▼▼▼

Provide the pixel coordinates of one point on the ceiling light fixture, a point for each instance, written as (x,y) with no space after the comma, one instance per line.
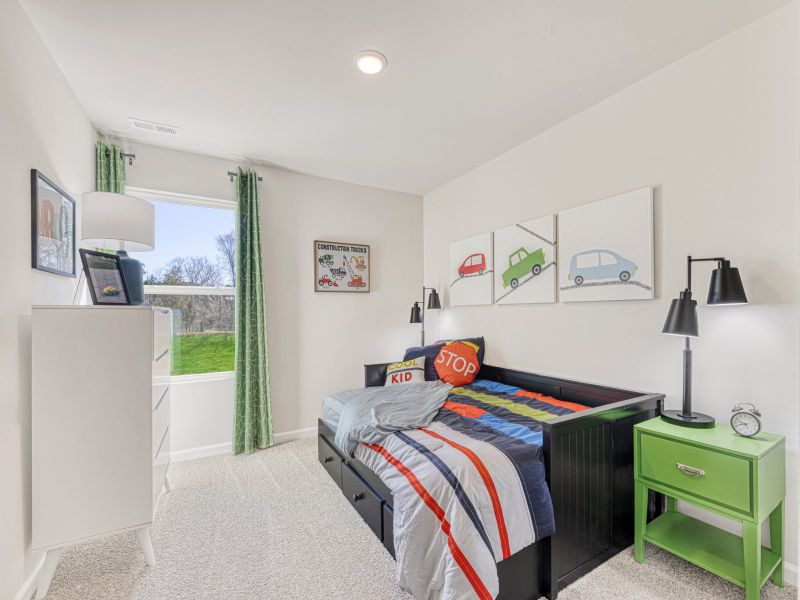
(370,62)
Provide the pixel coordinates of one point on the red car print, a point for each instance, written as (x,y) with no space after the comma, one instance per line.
(325,280)
(474,263)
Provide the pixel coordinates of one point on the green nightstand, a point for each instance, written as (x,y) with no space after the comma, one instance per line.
(715,469)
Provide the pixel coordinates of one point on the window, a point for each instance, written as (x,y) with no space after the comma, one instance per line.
(192,271)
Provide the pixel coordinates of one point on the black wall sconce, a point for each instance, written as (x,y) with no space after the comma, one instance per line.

▲▲▲

- TASK PROMPT: Copy out the entries word for word, from the line that contains "Provide the pixel coordinates of one point on the red" through the last line of the entries, including both of those lines.

- THE ANSWER:
Provide the pixel coordinates of one point on the red car print, a point for each instance, written as (x,y) with no space after the comma, one instance per line.
(325,280)
(474,263)
Provide the pixel coordinates of one point on the green nightstand, a point for each instance, written as (x,y) with no space after the comma, one instance per line.
(715,469)
Provide the pixel coordinates of one point on the window, a point for each instance, written as (x,y) with no space after the comma, one instance per line.
(192,271)
Provide the pixel coordinates of one point on the black wall sconce, a point for each instance, written as (x,y) with no space after the comma, one instance per line.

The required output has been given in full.